--- Exercise directions ---
Extract each line of the data and write it out again exactly.

★ ★ ★ ★ ★

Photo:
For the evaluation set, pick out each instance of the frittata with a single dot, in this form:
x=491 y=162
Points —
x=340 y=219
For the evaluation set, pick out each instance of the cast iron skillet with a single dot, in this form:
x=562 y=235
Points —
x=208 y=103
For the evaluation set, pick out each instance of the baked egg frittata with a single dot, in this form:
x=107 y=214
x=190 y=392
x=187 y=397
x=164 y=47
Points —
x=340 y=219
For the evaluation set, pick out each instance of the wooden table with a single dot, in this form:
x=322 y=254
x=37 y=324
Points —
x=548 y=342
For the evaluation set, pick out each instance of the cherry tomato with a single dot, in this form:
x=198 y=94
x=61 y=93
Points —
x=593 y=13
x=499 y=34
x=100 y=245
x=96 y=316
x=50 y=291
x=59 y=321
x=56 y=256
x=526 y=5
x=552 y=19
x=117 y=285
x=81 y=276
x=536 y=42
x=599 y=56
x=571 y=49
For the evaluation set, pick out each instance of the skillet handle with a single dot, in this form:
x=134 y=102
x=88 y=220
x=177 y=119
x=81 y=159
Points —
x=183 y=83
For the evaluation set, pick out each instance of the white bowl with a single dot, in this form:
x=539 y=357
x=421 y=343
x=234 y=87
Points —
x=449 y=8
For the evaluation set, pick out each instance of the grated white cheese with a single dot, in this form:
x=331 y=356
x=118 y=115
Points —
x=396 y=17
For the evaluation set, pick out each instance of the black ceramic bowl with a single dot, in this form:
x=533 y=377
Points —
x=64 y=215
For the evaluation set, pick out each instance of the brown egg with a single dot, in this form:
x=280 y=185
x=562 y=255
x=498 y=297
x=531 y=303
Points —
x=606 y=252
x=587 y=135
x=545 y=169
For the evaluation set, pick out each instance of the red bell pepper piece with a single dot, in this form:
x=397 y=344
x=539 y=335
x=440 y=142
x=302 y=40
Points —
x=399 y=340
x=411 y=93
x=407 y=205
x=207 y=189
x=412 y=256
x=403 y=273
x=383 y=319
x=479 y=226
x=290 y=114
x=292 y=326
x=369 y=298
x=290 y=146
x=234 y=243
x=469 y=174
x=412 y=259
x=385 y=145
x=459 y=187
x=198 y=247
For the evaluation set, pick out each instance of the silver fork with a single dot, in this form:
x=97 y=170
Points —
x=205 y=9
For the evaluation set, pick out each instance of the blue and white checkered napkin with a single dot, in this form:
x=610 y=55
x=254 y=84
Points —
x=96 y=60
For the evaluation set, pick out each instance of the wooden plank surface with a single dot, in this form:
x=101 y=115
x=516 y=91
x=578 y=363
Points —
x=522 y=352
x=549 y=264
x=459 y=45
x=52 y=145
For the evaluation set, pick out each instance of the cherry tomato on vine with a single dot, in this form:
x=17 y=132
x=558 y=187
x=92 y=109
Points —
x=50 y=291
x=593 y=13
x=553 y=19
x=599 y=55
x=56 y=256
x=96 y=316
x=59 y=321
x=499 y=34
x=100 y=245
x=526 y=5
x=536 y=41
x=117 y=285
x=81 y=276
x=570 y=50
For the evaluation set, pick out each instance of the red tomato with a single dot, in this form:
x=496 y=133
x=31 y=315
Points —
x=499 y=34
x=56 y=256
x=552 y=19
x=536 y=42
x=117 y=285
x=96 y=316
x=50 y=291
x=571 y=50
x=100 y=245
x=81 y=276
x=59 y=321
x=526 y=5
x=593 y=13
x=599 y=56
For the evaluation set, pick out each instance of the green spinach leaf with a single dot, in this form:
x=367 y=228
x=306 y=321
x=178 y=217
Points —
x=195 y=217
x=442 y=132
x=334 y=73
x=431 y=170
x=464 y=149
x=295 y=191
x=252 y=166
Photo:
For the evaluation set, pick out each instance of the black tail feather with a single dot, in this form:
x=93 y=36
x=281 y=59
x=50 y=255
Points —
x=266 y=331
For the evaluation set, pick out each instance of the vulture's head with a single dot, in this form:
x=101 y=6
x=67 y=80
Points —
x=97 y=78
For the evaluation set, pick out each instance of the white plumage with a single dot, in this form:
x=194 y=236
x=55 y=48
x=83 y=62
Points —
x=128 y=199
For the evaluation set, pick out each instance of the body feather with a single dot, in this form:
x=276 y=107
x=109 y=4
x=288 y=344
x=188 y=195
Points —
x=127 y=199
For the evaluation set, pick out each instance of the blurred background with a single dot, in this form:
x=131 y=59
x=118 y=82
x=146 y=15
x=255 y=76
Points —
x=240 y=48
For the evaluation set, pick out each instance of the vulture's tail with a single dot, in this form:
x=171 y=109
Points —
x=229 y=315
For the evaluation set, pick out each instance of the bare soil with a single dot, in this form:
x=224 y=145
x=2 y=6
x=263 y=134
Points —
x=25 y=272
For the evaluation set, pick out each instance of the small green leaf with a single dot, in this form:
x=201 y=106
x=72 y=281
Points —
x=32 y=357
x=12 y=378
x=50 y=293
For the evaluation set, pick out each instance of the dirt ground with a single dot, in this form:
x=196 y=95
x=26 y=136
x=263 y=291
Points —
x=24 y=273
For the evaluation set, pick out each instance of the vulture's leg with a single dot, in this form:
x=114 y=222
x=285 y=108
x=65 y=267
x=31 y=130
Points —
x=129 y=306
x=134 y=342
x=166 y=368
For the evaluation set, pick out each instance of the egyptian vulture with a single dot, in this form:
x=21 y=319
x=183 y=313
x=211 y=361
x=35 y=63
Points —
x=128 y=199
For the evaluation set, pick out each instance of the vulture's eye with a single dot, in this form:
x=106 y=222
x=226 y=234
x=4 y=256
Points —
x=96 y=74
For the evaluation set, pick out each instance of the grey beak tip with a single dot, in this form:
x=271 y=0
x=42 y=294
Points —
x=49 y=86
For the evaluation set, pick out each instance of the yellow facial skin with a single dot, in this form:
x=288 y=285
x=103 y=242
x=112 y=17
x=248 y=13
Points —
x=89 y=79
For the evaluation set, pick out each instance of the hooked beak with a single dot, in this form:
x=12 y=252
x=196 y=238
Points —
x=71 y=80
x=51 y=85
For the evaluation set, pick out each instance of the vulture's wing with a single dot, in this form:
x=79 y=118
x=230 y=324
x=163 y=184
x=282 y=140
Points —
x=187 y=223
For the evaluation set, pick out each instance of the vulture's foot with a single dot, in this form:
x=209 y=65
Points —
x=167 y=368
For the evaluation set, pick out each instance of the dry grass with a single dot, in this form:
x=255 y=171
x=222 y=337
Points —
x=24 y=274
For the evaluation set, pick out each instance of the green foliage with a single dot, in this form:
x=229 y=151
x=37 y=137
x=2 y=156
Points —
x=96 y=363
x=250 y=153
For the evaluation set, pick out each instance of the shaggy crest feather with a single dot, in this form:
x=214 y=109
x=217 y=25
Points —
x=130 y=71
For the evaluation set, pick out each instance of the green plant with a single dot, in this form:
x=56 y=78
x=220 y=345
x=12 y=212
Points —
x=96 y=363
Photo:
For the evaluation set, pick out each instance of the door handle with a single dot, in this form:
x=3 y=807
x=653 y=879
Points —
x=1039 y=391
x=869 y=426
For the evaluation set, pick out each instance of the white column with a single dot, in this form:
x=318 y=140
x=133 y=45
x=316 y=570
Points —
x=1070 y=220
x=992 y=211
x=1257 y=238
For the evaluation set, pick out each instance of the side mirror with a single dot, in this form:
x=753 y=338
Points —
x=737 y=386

★ ★ ★ ★ ★

--- Full response ---
Photo:
For the evaluation set, pick out each instance of the frittata with a single dot, in this form:
x=491 y=162
Points —
x=340 y=219
For the evaluation set, pick out each instance of the cast iron skillet with a single dot, in this form:
x=562 y=235
Points —
x=208 y=103
For the evaluation set, pick out each instance of the baked egg frittata with a single dot, in this form:
x=107 y=214
x=190 y=392
x=187 y=397
x=164 y=47
Points —
x=340 y=219
For the evaluation set, pick out each instance of the wooden table with a single dot, in this form:
x=322 y=254
x=37 y=324
Points —
x=548 y=342
For the evaluation set, pick out each instance of the cherry tomato with a single dot, in this form:
x=198 y=94
x=61 y=93
Points —
x=593 y=13
x=499 y=34
x=100 y=245
x=96 y=316
x=50 y=291
x=59 y=321
x=56 y=256
x=526 y=5
x=552 y=19
x=117 y=285
x=81 y=276
x=536 y=42
x=599 y=56
x=571 y=49
For the evaluation set, pick out each instance of the skillet handle with a single dot, in this form:
x=134 y=102
x=88 y=220
x=177 y=119
x=81 y=159
Points —
x=183 y=83
For the evaluation set, pick out each instance of the white bowl with a single dot, in this form:
x=539 y=357
x=421 y=343
x=234 y=87
Points —
x=449 y=8
For the evaluation set, pick out each instance of the grated white cheese with a single dot, in this form:
x=331 y=356
x=118 y=115
Points —
x=396 y=17
For the evaluation set, pick out each instance of the black ceramic bowl with a single dot, in this form:
x=533 y=377
Points —
x=64 y=215
For the evaluation set, pick out each instance of the brown egg with a single dot, in this form:
x=280 y=185
x=562 y=255
x=498 y=297
x=531 y=303
Points —
x=606 y=252
x=587 y=135
x=545 y=169
For the evaluation set, pick out each instance of the red bell pepper piece with a single dot, in this form:
x=397 y=344
x=539 y=335
x=440 y=142
x=302 y=40
Points —
x=399 y=340
x=411 y=93
x=407 y=205
x=207 y=189
x=412 y=256
x=403 y=273
x=383 y=319
x=479 y=226
x=290 y=114
x=292 y=326
x=369 y=298
x=290 y=146
x=234 y=243
x=469 y=174
x=412 y=259
x=385 y=145
x=459 y=187
x=198 y=247
For the evaluation set, pick out each instance of the silver fork with a single dot, in this form:
x=97 y=170
Points —
x=205 y=9
For the evaluation set, pick out each instance of the blue and white checkered napkin with a single dot, in this form:
x=610 y=55
x=254 y=84
Points —
x=96 y=60
For the evaluation set, pick out each instance of the wooden plank surface with a single dot, in this form:
x=101 y=115
x=516 y=91
x=578 y=363
Points —
x=522 y=352
x=549 y=264
x=459 y=45
x=52 y=145
For the evaluation set, pick out each instance of the cherry tomato on vine with a single dot, in this form:
x=17 y=132
x=558 y=187
x=92 y=109
Points —
x=50 y=291
x=593 y=13
x=553 y=19
x=599 y=55
x=56 y=256
x=96 y=316
x=59 y=321
x=499 y=34
x=100 y=245
x=526 y=5
x=536 y=41
x=117 y=285
x=81 y=276
x=570 y=50
For the evaluation set, pick out each instance of the red tomato with a single dot, in this form:
x=496 y=133
x=31 y=315
Points —
x=499 y=34
x=56 y=256
x=552 y=19
x=536 y=42
x=117 y=285
x=96 y=316
x=50 y=291
x=571 y=50
x=100 y=245
x=81 y=276
x=59 y=321
x=526 y=5
x=593 y=13
x=599 y=56
For the evaluation set, pick out each instance of the green spinach leaf with a single dot, in this form:
x=367 y=228
x=306 y=321
x=178 y=217
Points —
x=195 y=217
x=442 y=132
x=334 y=73
x=431 y=170
x=464 y=149
x=295 y=191
x=252 y=166
Photo:
For the evaluation set, pick out each instance of the black tail feather with a single dot, in this form:
x=93 y=36
x=281 y=59
x=50 y=255
Points —
x=266 y=331
For the evaluation set, pick out each instance of the vulture's head with a single dot, in this form:
x=101 y=6
x=67 y=80
Points —
x=97 y=78
For the evaluation set, pick out each instance of the white plumage with a single dot, in this form:
x=194 y=236
x=55 y=48
x=83 y=62
Points —
x=128 y=199
For the evaluation set, pick out each instance of the body feather with a single dot, in this form:
x=276 y=107
x=109 y=4
x=288 y=344
x=188 y=195
Points —
x=127 y=199
For the evaluation set, pick out each instance of the blurred background with a single dot, in this form:
x=131 y=59
x=118 y=82
x=146 y=15
x=255 y=76
Points —
x=240 y=48
For the evaluation set, pick out each instance of the vulture's tail with a single dot, in this form:
x=171 y=109
Points —
x=229 y=315
For the evaluation set, pick out each instance of the bare soil with a single dot, in this form:
x=224 y=145
x=2 y=6
x=263 y=134
Points —
x=25 y=272
For the evaluation set, pick out each instance of the small green leaf with a single dot, in this form:
x=201 y=106
x=72 y=281
Points —
x=32 y=357
x=12 y=378
x=50 y=293
For the evaluation set, pick out each instance of the dirt ground with a single dot, in this form:
x=196 y=95
x=26 y=136
x=263 y=291
Points —
x=24 y=273
For the evaluation set, pick out each instance of the vulture's leg with a single dot, in this form:
x=114 y=222
x=285 y=108
x=65 y=267
x=31 y=130
Points —
x=129 y=306
x=134 y=342
x=166 y=368
For the evaluation set, pick out each instance of the egyptian vulture with a single dot, in this form:
x=21 y=319
x=183 y=313
x=211 y=361
x=35 y=63
Points —
x=128 y=199
For the evaluation set, pick out each instance of the vulture's eye with a single dot, in this form:
x=106 y=222
x=226 y=234
x=4 y=256
Points —
x=96 y=74
For the evaluation set, pick out each instance of the grey beak tip with a single dot, in this form:
x=271 y=0
x=42 y=294
Points —
x=49 y=86
For the evaluation set, pick out each instance of the yellow facial skin with a single dot, in this form:
x=288 y=285
x=103 y=242
x=112 y=17
x=248 y=13
Points —
x=89 y=79
For the evaluation set, pick out each instance of the hooked beak with a single dot, in this form:
x=12 y=252
x=196 y=238
Points —
x=71 y=80
x=51 y=85
For the evaluation set, pick out each instance of the vulture's wing with a single dot, in this form:
x=79 y=118
x=230 y=324
x=163 y=184
x=282 y=140
Points —
x=187 y=223
For the evaluation set, pick out each instance of the vulture's foot with a single dot, in this form:
x=209 y=65
Points —
x=167 y=368
For the evaluation set, pick out each instance of the dry grass with a single dot, in this form:
x=255 y=171
x=222 y=337
Points —
x=24 y=274
For the evaluation set, pick out each instance of the green foliage with a single dot, in this form:
x=229 y=151
x=37 y=137
x=2 y=156
Points —
x=96 y=363
x=250 y=153
For the evaluation set, pick out each instance of the shaggy crest feather with a single dot, in this form:
x=214 y=109
x=217 y=25
Points —
x=130 y=71
For the evaluation set, pick out each instance of the green plant with a single dot, in this form:
x=56 y=78
x=220 y=345
x=12 y=212
Points —
x=96 y=363
Photo:
For the evaluation set, pick out each instance of the door handle with a single dot, in this form:
x=3 y=807
x=653 y=879
Points —
x=1039 y=391
x=869 y=426
For the evaluation set, pick out each instance of the white column with a single dot, in this form:
x=318 y=140
x=133 y=45
x=316 y=570
Points —
x=1070 y=220
x=992 y=211
x=1257 y=238
For the evaluation set, pick out each instance of the side mirror with a single dot, in this form:
x=753 y=338
Points —
x=737 y=386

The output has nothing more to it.